**Task to carry out:**
Keep the images out and copy every entry below exactly.

Pointing and labeling entries
# # # # #

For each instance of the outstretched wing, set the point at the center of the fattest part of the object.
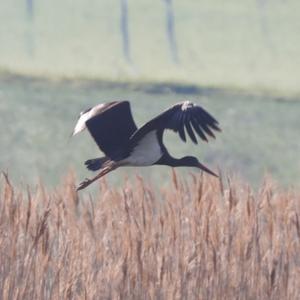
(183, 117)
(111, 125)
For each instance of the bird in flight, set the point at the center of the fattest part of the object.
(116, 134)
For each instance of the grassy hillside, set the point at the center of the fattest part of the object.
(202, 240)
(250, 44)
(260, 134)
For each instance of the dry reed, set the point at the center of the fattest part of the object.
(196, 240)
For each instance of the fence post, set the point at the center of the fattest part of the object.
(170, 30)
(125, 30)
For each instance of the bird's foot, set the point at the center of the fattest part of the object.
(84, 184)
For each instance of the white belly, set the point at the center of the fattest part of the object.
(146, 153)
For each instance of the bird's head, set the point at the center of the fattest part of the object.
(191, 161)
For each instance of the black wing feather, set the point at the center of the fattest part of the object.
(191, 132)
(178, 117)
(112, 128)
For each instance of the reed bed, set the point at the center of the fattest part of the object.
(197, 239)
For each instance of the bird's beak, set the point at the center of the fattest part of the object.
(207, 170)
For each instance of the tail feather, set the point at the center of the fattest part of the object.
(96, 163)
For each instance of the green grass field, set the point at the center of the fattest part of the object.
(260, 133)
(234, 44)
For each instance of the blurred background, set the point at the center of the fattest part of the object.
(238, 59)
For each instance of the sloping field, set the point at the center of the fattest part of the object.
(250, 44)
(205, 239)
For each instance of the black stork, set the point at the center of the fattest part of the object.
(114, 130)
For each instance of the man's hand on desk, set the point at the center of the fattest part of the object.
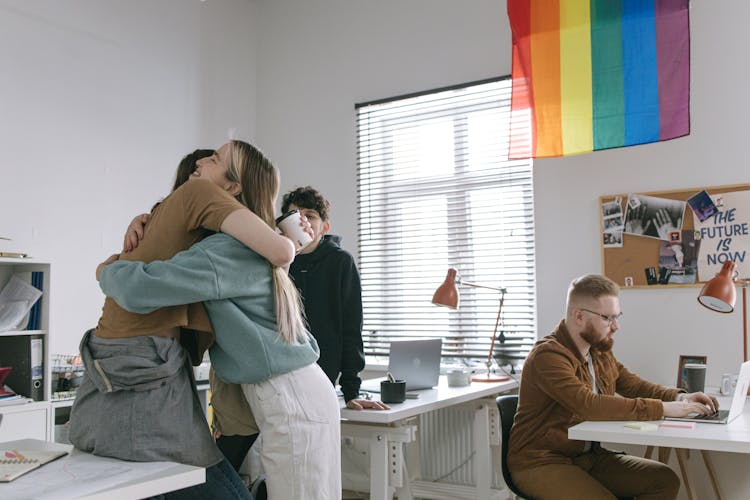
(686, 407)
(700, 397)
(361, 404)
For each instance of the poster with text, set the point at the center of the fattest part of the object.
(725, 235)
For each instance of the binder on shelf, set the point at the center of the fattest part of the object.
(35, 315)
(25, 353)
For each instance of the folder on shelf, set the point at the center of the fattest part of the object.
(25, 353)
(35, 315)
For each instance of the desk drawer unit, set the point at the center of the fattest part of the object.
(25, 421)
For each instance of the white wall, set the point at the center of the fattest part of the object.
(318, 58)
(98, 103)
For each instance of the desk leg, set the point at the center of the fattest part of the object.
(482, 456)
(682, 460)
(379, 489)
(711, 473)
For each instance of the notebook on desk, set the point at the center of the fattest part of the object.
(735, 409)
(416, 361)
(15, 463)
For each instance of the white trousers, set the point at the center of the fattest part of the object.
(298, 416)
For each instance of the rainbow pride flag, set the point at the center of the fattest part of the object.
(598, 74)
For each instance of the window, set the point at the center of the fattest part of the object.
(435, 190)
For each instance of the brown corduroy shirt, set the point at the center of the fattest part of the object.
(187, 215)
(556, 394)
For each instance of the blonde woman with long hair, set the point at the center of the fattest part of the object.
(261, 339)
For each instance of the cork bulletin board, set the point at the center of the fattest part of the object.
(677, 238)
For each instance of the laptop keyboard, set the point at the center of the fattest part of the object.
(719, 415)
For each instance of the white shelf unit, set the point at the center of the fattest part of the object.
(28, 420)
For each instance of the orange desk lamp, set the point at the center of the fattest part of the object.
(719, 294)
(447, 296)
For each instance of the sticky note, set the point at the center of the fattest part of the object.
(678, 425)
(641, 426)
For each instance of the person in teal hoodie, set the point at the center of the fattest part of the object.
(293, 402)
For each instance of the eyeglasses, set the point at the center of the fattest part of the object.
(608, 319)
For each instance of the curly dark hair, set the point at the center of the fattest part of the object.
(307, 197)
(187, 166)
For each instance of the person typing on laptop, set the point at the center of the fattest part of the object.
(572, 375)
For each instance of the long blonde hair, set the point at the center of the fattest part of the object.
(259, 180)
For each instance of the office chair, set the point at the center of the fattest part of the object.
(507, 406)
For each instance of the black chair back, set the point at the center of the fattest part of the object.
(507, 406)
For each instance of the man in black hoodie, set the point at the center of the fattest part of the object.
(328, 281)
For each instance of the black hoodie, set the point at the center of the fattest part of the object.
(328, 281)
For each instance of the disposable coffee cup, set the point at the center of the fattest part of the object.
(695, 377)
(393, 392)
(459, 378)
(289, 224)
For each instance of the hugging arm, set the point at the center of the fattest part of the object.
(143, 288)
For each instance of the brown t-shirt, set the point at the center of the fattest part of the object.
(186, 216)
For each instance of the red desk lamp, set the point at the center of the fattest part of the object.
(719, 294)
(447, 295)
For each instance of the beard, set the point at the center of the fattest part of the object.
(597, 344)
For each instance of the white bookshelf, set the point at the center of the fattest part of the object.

# # # # #

**Answer:**
For each instance of the outstretched wing, set the point at the center of the fattest part of the object.
(183, 117)
(111, 125)
For each instance of the bird in flight, set the point at the center of the fattest part of the object.
(116, 134)
For each instance of the grassy hillside, set the point at the center of the fattest part of the object.
(202, 240)
(250, 44)
(260, 134)
For each instance of the dry reed, set the point at the center of the fattest part of the object.
(196, 240)
For each instance of the fence post, set the point at the center of the fattest part of the object.
(170, 30)
(125, 30)
For each instance of the bird's foot, set the point at the center of the fattest part of the object.
(84, 184)
For each instance of the white belly, set the point at the center of the fattest part of the object.
(146, 153)
For each instance of the bird's head, set the point at the center of the fattest part of the object.
(191, 161)
For each instance of the black wing feather, set the point at the center of the fattest part of the object.
(191, 132)
(178, 117)
(112, 128)
For each instance of the reed bed, set the point at the center of the fattest part of the object.
(197, 239)
For each instance of the bird's beak, set the point at the center of the fattest part of the object.
(207, 170)
For each instance of the tail feather, set the point at the center of the fattest part of the object.
(96, 163)
For each instance of the green grass field, set the point at the center of the fattest part of the object.
(260, 133)
(234, 44)
For each instance of the blurred background, set the point at the center of the fattest part of the object.
(238, 59)
For each instance of the sloping field, set the point at the center of the fattest part of the object.
(250, 44)
(205, 239)
For each instance of the black stork, set the point at the center of the fattest part of the object.
(114, 130)
For each instance of the man's hand on desk, set the point at the center of the fattest part of the object.
(686, 407)
(700, 397)
(361, 404)
For each instance of the poster with text, set the point at the center of the fattest part of the object.
(725, 235)
For each instance of the binder on shelf, set the point at the center of the fattest part of the object.
(35, 315)
(25, 353)
For each instance of the folder on shelf, set the point at the center of the fattest part of the object.
(25, 353)
(35, 315)
For each instance of the desk drawer unit, set the point at the center of the fattest part of the object.
(25, 421)
For each instance of the white wall, set the point at the center of the fattest part of the object.
(318, 58)
(98, 103)
For each instance of the desk leg, set the point at the center of the fattest part of the object.
(482, 456)
(682, 460)
(379, 489)
(711, 473)
For each instance of the notebook on desk, set the point at the center of the fattest part of the object.
(735, 409)
(416, 361)
(15, 463)
For each instance of the white trousers, set the point at the center of the fattest part of the object.
(298, 416)
For each instance of the rainbow pride flag, set the point at the center of the fattest part of the object.
(598, 74)
For each instance of the window, set the point at the center of the fattest part of the object.
(435, 190)
For each instance of the brown corduroy shirt, set the point at the center of the fattest part of the object.
(187, 215)
(556, 394)
For each instance of the blonde woman with long hair, set the point at the center of the fattest part of the object.
(261, 339)
For each instance of the cork bulletin board, set the point at the center of the fattest part of the object.
(677, 238)
For each instance of the laptop keyboard, set the point at the center of the fattest part of the object.
(719, 415)
For each instance of the white shelf unit, set the point at the center of the fattest part of the object.
(28, 420)
For each instance of the orange desk lamp, set the point at the center of the fattest part of the object.
(719, 294)
(447, 296)
For each instance of the sticky note, set the point at the center of the fattest part of the object.
(678, 425)
(641, 426)
For each instance of the person in teal hoodie, set the point at the center of the fattest part of the object.
(293, 402)
For each instance of the eyeglasses, set the point at the center of the fattest part of the object.
(608, 319)
For each instance of the curly dark hair, set the point at the center of the fattest part of the object.
(307, 197)
(187, 166)
For each instance of the person typing on laptop, set the point at the center of the fattest part of the object.
(572, 375)
For each instance of the long blonde hair, set the point at the center of the fattest part of the object.
(259, 180)
For each instance of the office chair, set the point at the center of the fattest part of the object.
(507, 406)
For each instance of the black chair back, set the point at the center of the fattest part of the object.
(507, 406)
For each instance of the man in black hoodie, set the point at the center of the fattest part of the object.
(328, 281)
For each instance of the black hoodie, set the point at the center of the fattest part of the object.
(328, 281)
For each instance of the disposable coffee cup, set the point at the center of the fattest part of the object.
(695, 377)
(393, 392)
(459, 378)
(289, 224)
For each instance of the hugging arm, set the point at the center of the fattest part of the object.
(143, 288)
For each instance of the brown t-shirt, set the point at the center of the fattest part of the object.
(186, 216)
For each instance of the red desk lamp, set the point at the center of the fattest part of the object.
(719, 294)
(447, 295)
For each instance of the beard, set the point at the center of the fattest part of the object.
(597, 344)
For each instance of the white bookshelf, set the point at the center of the fattest part of the object.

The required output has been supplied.